[Stored items]
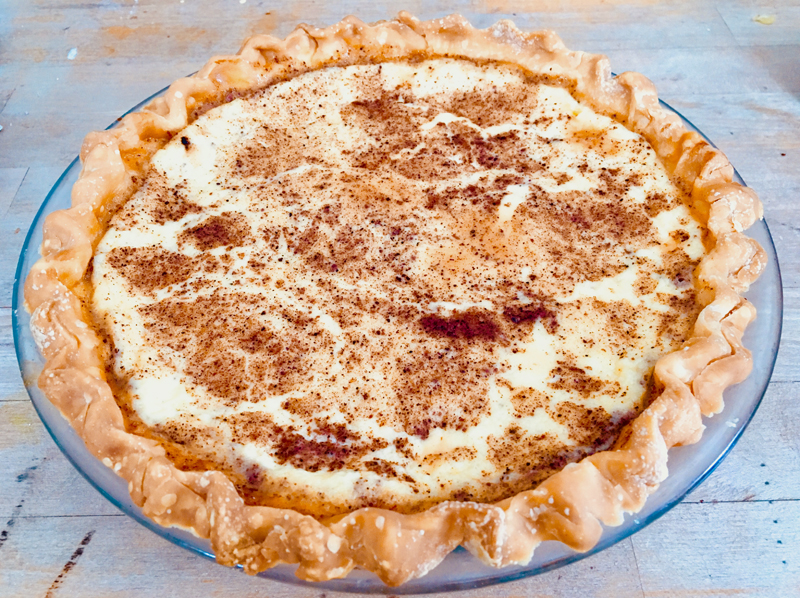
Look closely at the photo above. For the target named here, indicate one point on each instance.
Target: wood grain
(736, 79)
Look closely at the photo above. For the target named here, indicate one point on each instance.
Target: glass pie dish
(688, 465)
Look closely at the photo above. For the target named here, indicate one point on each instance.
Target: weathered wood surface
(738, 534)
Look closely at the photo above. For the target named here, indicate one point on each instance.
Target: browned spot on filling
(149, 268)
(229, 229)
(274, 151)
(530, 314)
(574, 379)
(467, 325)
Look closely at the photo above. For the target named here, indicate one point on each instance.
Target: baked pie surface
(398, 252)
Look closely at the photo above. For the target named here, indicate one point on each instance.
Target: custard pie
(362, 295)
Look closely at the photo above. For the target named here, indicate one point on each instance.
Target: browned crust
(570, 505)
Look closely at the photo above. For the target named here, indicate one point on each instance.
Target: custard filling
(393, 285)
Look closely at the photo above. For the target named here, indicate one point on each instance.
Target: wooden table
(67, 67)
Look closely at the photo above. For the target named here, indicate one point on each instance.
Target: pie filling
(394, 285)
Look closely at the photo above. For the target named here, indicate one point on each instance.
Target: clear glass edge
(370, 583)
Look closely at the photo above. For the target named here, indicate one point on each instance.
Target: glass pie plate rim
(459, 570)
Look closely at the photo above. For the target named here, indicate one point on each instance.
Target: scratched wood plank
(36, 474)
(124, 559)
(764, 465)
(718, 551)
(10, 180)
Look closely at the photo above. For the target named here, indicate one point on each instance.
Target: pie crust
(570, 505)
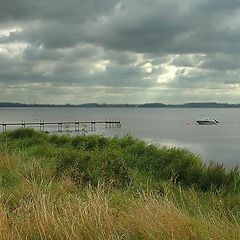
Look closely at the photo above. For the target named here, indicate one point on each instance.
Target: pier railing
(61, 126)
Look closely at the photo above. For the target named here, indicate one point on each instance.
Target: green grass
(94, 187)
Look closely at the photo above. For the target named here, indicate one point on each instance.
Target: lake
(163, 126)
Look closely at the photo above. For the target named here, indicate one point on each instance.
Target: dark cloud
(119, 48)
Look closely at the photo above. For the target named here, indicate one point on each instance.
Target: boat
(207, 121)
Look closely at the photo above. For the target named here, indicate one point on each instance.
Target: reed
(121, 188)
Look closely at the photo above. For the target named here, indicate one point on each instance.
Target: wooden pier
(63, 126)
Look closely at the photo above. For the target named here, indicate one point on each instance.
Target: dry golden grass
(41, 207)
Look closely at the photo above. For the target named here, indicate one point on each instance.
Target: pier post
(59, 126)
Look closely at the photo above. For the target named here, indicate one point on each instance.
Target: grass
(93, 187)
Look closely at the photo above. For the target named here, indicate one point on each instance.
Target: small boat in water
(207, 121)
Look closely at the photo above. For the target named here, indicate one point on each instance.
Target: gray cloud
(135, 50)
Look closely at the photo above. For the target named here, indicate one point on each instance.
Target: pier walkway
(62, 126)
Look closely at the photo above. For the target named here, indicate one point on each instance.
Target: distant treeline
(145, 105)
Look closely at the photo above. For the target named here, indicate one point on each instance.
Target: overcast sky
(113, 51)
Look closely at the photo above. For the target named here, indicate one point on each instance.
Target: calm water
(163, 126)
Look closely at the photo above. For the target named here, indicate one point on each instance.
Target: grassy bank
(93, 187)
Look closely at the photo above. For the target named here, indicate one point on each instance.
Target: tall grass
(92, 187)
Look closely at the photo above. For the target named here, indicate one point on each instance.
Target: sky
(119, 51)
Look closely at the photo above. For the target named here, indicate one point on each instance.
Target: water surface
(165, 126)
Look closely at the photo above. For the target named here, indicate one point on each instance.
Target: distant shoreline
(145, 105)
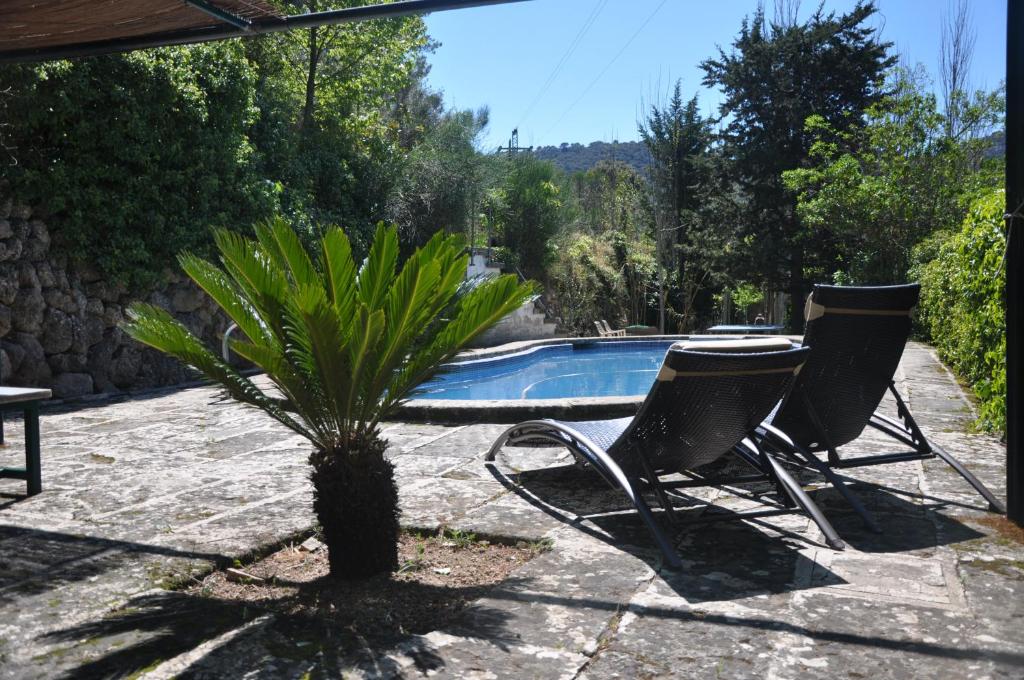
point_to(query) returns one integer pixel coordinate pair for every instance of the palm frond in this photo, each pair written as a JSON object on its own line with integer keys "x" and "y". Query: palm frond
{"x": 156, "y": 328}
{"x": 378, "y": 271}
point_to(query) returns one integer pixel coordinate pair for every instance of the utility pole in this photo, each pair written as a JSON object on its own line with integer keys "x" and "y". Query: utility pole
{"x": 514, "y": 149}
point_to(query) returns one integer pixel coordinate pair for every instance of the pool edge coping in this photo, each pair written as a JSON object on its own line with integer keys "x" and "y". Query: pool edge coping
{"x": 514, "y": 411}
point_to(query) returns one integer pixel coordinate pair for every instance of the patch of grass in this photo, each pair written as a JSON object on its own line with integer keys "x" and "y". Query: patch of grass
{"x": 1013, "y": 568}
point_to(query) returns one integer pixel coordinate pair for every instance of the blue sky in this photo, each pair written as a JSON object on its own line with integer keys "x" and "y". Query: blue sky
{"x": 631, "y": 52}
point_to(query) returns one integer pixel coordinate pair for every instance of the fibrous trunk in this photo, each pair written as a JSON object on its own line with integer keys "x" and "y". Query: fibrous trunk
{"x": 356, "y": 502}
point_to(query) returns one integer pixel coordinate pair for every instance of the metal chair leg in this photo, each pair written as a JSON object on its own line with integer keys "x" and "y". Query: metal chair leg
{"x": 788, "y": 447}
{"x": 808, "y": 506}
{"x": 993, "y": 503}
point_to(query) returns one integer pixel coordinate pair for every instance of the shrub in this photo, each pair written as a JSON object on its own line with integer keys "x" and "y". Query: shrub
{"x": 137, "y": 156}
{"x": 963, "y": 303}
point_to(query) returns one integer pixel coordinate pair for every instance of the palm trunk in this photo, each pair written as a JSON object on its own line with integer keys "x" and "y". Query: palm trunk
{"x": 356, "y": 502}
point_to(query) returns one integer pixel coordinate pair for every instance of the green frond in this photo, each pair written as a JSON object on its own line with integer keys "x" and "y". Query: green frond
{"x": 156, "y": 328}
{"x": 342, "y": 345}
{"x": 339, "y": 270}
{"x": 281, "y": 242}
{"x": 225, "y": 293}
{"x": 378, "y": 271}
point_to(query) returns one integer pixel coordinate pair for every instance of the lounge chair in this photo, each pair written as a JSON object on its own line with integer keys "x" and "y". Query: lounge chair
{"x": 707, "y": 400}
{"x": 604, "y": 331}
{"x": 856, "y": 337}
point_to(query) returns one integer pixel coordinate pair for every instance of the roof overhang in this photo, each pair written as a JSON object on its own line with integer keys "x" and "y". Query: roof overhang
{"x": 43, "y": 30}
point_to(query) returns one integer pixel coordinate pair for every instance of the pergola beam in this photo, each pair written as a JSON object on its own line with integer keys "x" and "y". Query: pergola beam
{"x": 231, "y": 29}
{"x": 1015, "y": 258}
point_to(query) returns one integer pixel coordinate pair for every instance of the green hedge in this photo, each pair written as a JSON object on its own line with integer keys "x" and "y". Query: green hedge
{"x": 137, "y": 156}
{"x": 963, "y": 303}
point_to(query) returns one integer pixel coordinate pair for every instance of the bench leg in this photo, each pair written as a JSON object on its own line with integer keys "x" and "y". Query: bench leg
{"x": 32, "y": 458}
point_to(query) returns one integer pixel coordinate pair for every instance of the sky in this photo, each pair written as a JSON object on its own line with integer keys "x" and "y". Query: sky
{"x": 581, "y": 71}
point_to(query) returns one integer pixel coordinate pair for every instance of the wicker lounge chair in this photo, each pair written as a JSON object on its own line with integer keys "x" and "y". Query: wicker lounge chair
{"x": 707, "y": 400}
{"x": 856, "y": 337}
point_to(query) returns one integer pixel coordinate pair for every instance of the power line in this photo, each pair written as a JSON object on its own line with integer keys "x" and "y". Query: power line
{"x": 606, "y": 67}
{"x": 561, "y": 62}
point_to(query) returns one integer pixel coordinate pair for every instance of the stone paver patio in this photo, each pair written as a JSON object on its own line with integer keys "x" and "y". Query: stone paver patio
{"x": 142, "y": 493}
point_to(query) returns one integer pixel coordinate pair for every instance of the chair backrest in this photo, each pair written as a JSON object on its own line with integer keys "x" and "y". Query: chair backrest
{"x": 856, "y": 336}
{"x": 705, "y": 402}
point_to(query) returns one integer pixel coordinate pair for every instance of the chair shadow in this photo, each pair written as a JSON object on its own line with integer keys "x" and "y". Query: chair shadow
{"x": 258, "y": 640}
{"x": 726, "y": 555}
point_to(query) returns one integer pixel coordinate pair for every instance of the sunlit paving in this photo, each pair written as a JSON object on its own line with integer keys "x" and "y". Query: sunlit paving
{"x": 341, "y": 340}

- _INSTRUCTIONS FOR THE TASK_:
Only the line containing "Query: sunlit paving" and the lines after it, through the end of the data, should be copied, exactly as they are.

- _RESPONSE BELOW_:
point_to(query) returns one integer pixel coordinate pair for every instance of the sunlit paving in this photo, each pair written as a JSON object on its own line with integer keys "x" and "y". Query: sunlit paving
{"x": 341, "y": 340}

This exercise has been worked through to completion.